◆ Ausgangstext:

════════════════════

Außen hui, innen pfui
Es ist eine interessante Entwicklung, die „Dear Offred“ sichtbar macht: Während Gilead im Inneren zerfällt, sei es durch einen Kommandanten, der gegen die Regeln verstößt, indem er nicht wieder heiratet, oder durch die Zweifel einer Tante am bisherigen Umgang mit den Mägden, scheint das Konzept außerhalb der Grenzen immer mehr Sympathisanten zu finden. Eine gefährliche Entwicklung, die ebenso zum Zusammenbruch wie zur Expansion führen könnte. Die Ohnmacht, die Menschen wie June angesichts dessen empfinden, fängt die Folge gut ein, auch wenn weiterhin das Gefühl dominiert, dass alle auf der Stelle treten.
„You know, come to think of it, I do wonder why you never returned to Gilead to save your daughter. I mean, there were risks, of course. Which your wife took, and she suffered for them many times.“
Auch in Gilead begann alles mit Tatenlosigkeit
Bei allem, was aktuell in „The Handmaid’s Tale“ vor sich geht, lohnt sich vielleicht einmal ein Blick zurück in die Anfangstage von Gilead. Die Machtergreifung der „Söhne Jakobs“ war damals schließlich nur möglich, weil sie nach und nach ihre Leute in wichtigen Positionen untergebracht haben. Ist es wirklich so abwegig, dass genau dasselbe auch in anderen Ländern geschieht? Die Menschen Gileads sind keine andere Spezies, was genau lässt uns eigentlich glauben, dass es nicht überall auf der Welt Politiker gibt, die damit liebäugeln, auf diese Weise ihre Macht zu vergrößern?
In diesem Kontext überrascht es gar nicht so sehr, dass Gileads Arm weit genug reicht, um Serena diese relativ komfortable Position in Kanada zu ermöglichen. Wäre der kanadischen Regierung ernsthaft daran gelegen, den Einfluss Gileads auf ihrem Territorium zu unterbinden, wäre das sicherlich kein Problem. Botschaften werden auf der ganzen Welt immer wieder geschlossen, teils aus geringerem Anlass als den Menschenrechtsverletzungen, aus denen Gilead nicht mal einen Hehl macht. Diese Blindheit und Tatenlosigkeit ist das eigentlich Beängstigende, denn genau damit hat es schon einmal begonnen.

════════════════════

◆ Ausgewählte Zeilen:

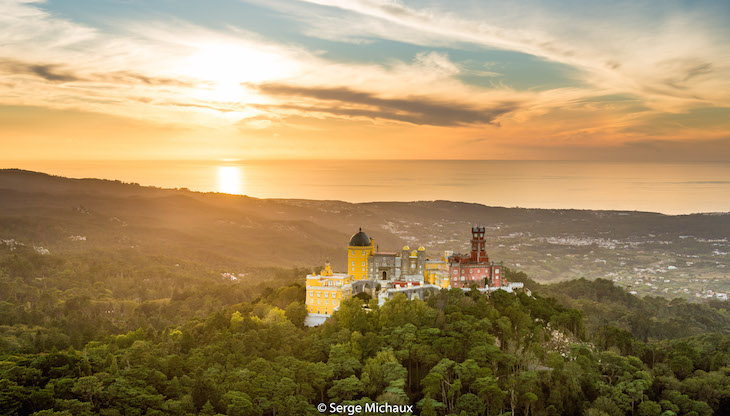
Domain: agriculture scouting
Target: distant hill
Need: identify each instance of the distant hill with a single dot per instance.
(49, 211)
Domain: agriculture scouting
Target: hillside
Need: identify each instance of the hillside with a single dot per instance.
(685, 255)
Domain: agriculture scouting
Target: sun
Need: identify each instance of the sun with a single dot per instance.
(230, 180)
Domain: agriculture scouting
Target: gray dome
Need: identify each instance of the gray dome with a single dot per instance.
(360, 239)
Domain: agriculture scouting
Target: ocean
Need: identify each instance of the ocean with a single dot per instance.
(670, 188)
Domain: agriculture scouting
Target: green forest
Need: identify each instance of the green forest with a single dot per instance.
(119, 333)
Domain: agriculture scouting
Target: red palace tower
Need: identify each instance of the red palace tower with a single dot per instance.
(475, 268)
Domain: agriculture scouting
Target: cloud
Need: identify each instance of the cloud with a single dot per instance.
(620, 48)
(416, 110)
(49, 72)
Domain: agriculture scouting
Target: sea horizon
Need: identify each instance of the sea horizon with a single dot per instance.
(667, 188)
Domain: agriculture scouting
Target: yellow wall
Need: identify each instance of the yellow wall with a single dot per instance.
(324, 299)
(357, 261)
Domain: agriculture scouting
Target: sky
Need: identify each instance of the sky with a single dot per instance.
(364, 79)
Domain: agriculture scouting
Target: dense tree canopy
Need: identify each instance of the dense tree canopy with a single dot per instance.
(180, 341)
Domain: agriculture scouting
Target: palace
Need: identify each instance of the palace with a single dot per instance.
(383, 274)
(327, 290)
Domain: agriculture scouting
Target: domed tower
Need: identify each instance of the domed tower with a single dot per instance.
(359, 251)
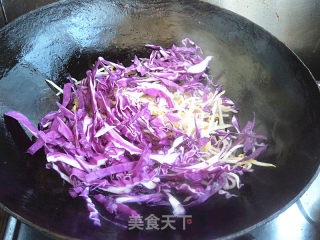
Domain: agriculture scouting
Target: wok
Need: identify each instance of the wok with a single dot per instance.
(258, 72)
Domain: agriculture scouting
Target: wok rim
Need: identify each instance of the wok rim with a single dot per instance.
(56, 235)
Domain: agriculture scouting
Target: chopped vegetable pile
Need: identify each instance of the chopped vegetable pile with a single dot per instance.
(151, 133)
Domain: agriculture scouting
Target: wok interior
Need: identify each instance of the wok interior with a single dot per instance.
(258, 72)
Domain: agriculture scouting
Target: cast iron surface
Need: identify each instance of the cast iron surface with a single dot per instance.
(258, 72)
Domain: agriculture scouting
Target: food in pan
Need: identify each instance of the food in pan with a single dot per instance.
(152, 133)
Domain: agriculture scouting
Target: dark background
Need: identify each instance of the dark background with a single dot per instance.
(294, 22)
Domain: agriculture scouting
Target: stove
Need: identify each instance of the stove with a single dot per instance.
(294, 22)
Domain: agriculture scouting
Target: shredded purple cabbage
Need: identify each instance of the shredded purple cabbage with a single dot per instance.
(153, 125)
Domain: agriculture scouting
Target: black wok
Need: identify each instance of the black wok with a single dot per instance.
(258, 72)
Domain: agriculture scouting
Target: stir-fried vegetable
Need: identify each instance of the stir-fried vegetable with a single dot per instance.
(152, 132)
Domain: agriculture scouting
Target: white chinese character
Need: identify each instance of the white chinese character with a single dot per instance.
(167, 221)
(189, 220)
(152, 222)
(135, 221)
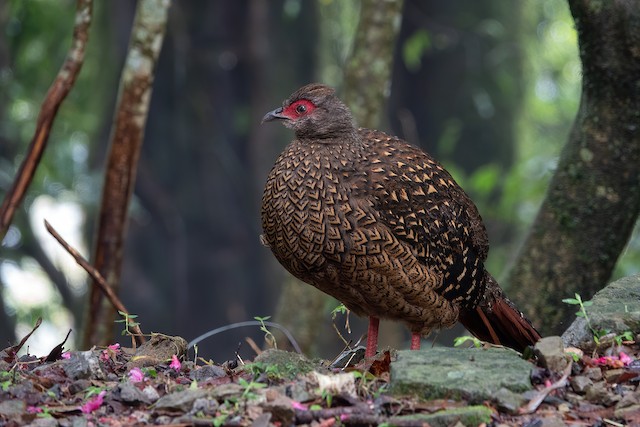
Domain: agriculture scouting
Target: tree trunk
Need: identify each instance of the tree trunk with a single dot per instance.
(368, 75)
(130, 118)
(593, 199)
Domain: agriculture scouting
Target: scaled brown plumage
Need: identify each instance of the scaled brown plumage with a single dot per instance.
(380, 225)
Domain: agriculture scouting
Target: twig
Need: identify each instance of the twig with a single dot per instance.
(284, 330)
(97, 279)
(58, 91)
(533, 404)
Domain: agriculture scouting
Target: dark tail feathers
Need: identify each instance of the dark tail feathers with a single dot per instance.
(498, 321)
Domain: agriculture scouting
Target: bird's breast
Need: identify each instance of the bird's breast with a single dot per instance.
(309, 214)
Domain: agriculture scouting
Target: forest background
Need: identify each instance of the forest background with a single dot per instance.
(490, 88)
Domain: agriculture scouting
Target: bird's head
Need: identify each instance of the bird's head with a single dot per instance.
(314, 112)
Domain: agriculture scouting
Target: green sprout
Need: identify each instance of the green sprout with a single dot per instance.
(268, 336)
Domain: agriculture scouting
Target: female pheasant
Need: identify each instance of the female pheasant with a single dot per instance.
(381, 226)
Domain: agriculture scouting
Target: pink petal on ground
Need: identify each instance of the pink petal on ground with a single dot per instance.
(297, 405)
(94, 403)
(136, 375)
(175, 363)
(624, 358)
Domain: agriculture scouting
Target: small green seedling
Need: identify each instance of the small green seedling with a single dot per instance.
(268, 336)
(597, 334)
(457, 342)
(128, 322)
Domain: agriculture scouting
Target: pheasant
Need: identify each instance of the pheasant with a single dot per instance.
(381, 226)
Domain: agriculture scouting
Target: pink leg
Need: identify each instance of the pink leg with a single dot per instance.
(372, 337)
(415, 341)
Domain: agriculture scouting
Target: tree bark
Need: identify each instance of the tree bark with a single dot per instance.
(57, 93)
(368, 75)
(593, 199)
(130, 119)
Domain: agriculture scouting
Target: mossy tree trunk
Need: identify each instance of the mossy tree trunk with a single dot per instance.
(593, 200)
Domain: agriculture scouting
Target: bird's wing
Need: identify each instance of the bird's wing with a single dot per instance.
(419, 201)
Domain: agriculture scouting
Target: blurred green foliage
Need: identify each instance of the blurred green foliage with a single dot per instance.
(36, 35)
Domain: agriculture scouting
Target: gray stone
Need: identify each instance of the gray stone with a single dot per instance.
(471, 374)
(598, 393)
(207, 371)
(12, 408)
(551, 421)
(281, 409)
(43, 422)
(206, 406)
(181, 400)
(550, 352)
(580, 383)
(466, 416)
(151, 393)
(508, 401)
(131, 394)
(616, 308)
(83, 365)
(593, 373)
(630, 403)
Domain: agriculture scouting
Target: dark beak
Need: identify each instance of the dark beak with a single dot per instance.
(273, 115)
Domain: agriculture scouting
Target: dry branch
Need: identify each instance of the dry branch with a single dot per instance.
(97, 279)
(57, 93)
(126, 141)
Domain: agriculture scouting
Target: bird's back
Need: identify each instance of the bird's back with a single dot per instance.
(378, 224)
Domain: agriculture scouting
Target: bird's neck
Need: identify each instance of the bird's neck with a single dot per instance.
(343, 137)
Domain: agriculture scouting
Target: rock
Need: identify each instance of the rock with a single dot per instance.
(550, 352)
(580, 383)
(616, 308)
(471, 374)
(206, 406)
(151, 393)
(181, 400)
(43, 422)
(83, 365)
(129, 393)
(630, 403)
(466, 416)
(159, 349)
(12, 408)
(349, 357)
(598, 393)
(593, 373)
(508, 401)
(281, 409)
(612, 375)
(207, 371)
(298, 392)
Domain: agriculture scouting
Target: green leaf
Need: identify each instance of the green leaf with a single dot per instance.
(414, 47)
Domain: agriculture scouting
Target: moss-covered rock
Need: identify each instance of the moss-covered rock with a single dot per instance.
(471, 374)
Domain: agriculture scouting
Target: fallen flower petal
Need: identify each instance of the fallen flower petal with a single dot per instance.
(175, 363)
(136, 375)
(298, 405)
(93, 403)
(624, 358)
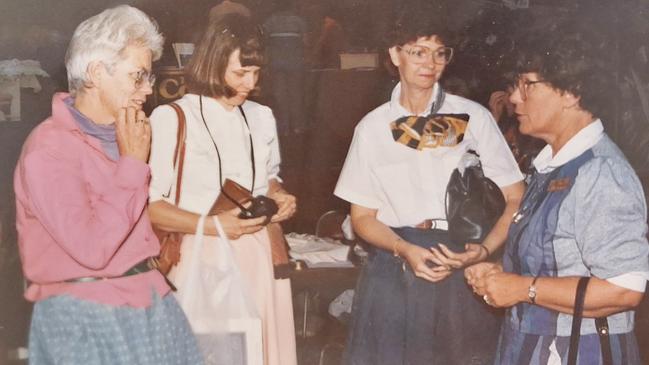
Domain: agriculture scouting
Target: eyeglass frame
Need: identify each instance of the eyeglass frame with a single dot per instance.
(409, 52)
(522, 86)
(140, 76)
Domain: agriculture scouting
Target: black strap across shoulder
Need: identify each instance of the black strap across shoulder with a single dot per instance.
(601, 324)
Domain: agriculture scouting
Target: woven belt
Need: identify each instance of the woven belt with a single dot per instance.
(141, 267)
(440, 224)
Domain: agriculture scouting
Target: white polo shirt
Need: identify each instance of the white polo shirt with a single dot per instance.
(407, 186)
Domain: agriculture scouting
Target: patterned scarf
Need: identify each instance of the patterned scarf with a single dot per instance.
(432, 131)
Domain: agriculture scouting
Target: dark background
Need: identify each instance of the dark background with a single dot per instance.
(487, 33)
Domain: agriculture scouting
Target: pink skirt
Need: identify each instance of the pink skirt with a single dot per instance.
(272, 297)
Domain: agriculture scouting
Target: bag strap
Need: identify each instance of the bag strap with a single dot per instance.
(179, 151)
(575, 333)
(601, 323)
(602, 330)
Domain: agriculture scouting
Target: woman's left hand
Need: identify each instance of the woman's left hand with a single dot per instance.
(503, 289)
(473, 253)
(286, 203)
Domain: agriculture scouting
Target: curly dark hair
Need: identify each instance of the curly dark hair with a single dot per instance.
(205, 73)
(571, 60)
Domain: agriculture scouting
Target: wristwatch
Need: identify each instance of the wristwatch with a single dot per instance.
(531, 291)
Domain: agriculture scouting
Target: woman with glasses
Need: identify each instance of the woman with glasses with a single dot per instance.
(412, 305)
(81, 191)
(583, 215)
(227, 137)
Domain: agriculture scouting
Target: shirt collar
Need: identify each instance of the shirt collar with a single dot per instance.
(397, 108)
(580, 142)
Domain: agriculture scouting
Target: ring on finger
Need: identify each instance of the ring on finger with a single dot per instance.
(486, 299)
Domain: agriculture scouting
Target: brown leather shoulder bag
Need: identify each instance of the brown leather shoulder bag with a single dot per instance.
(170, 241)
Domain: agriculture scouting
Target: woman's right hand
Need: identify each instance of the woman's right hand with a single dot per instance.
(235, 227)
(133, 133)
(423, 263)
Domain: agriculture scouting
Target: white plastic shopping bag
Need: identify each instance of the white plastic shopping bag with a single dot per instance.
(216, 300)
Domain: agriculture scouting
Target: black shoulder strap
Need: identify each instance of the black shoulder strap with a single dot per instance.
(601, 323)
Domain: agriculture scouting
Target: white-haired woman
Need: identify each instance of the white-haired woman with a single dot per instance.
(81, 191)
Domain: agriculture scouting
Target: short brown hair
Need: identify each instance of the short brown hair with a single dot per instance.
(205, 72)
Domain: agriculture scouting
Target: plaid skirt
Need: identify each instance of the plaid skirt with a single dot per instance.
(68, 330)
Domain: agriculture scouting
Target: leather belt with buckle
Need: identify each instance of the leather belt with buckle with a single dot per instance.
(141, 267)
(440, 224)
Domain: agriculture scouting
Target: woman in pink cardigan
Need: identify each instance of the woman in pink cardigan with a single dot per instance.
(81, 188)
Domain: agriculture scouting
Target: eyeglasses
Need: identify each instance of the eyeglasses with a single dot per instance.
(140, 77)
(421, 54)
(523, 86)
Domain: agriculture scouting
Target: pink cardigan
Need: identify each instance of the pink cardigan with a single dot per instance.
(79, 213)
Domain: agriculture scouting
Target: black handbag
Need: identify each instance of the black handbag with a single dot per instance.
(601, 324)
(473, 205)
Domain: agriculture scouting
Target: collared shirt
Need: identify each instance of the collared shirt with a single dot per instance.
(80, 214)
(227, 129)
(585, 139)
(407, 186)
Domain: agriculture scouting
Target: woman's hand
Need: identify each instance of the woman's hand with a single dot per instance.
(504, 289)
(498, 288)
(423, 263)
(476, 274)
(286, 203)
(133, 133)
(473, 253)
(235, 227)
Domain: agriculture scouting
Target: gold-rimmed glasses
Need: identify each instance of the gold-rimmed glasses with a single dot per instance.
(421, 54)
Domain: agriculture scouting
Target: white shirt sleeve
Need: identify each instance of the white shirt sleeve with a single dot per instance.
(355, 182)
(498, 162)
(275, 158)
(164, 126)
(636, 281)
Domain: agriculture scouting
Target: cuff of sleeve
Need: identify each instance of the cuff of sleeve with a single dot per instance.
(132, 173)
(276, 177)
(356, 198)
(636, 280)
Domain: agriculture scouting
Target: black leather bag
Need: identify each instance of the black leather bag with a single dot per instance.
(473, 205)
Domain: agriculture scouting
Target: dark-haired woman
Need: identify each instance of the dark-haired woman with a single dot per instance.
(412, 305)
(227, 132)
(583, 215)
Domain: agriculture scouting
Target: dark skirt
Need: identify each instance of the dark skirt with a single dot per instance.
(398, 318)
(68, 330)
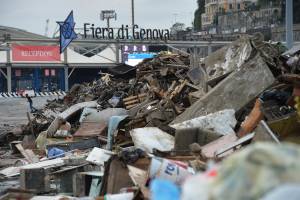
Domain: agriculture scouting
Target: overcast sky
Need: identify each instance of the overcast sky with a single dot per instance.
(31, 15)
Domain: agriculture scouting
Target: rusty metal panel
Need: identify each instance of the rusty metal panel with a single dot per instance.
(89, 129)
(208, 150)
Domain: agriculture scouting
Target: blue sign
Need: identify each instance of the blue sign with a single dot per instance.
(140, 55)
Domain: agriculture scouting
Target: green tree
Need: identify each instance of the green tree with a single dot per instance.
(199, 11)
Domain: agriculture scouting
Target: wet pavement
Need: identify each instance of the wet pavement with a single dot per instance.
(13, 110)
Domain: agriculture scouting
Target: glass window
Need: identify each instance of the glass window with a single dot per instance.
(47, 73)
(18, 72)
(52, 72)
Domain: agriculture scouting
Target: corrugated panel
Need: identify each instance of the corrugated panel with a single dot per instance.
(88, 129)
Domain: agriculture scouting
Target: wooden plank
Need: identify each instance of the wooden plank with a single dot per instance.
(28, 154)
(234, 145)
(118, 177)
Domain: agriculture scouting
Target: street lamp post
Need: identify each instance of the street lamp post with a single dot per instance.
(132, 12)
(108, 15)
(289, 23)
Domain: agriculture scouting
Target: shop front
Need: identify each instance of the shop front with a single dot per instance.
(39, 79)
(34, 69)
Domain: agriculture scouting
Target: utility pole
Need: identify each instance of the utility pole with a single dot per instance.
(132, 13)
(108, 15)
(289, 23)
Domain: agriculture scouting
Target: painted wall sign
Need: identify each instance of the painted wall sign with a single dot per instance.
(90, 31)
(35, 53)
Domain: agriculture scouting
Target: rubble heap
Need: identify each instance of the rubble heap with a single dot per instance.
(170, 129)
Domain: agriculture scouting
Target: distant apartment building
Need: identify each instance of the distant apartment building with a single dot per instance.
(214, 8)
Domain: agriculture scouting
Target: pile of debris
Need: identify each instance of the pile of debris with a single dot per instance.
(169, 130)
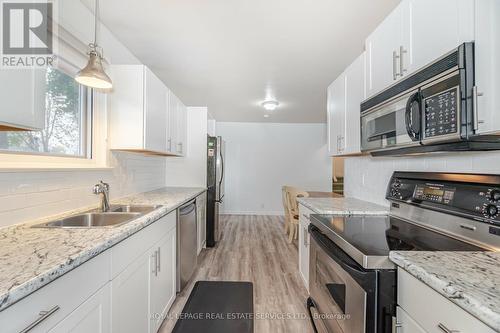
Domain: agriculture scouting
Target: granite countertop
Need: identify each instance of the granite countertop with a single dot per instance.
(471, 280)
(343, 206)
(32, 257)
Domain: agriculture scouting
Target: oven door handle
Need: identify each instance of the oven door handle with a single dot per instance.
(413, 133)
(336, 253)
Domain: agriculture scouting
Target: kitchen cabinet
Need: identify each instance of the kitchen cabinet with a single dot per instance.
(177, 126)
(23, 99)
(487, 62)
(345, 95)
(91, 316)
(303, 243)
(144, 116)
(425, 310)
(414, 34)
(201, 215)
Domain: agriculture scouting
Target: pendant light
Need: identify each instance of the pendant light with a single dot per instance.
(93, 75)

════════════════════

◆ Aufgabenstellung:
Setze den Text über die Serie „The Handmaid’s Tale“ im Anschluss an seinen letzten Satz fort.

◆ Schriftliche Antwort:
June verliert das große Ganze aus den Augen
Berücksichtigt man all das, wirkt Junes kleiner Aufstand umso hilfloser. Versteht mich nicht falsch, sie hat allen Grund für diese Wut, und das ständige Gerede davon, sie solle das hinter sich lassen und nach vorne schauen, zeugt von großer Ignoranz gegenüber dem, was Frauen wie sie in Gilead durchgemacht haben. Aber mir fehlt ehrlicherweise auch ein bisschen die Reflexion ihrerseits, denn ihr muss doch rein rational klar sein, dass sie damit nur sich und ihrer Familie schadet und gleichzeitig nichts gegen das System Gilead ausrichtet.
Denken wir das Szenario doch mal für einen Moment zu Ende. Gesetzt den Fall, June tötet Serena auf kanadischem Boden, käme sie lebenslang ins Gefängnis und verlöre ihre Familie. Ist sie noch dümmer und erschießt Serena auf dem Grundstück der Botschaft, also auf dem Territorium von Gilead, kann sie nach dem „Strafrecht“ Gileads verurteilt werden, wird also wahrscheinlich ausgeliefert und an der Mauer aufgehängt. In beiden Fällen würde Serena außerdem zur Märtyrerin werden, was der Sache Gileads am Ende nur nützt.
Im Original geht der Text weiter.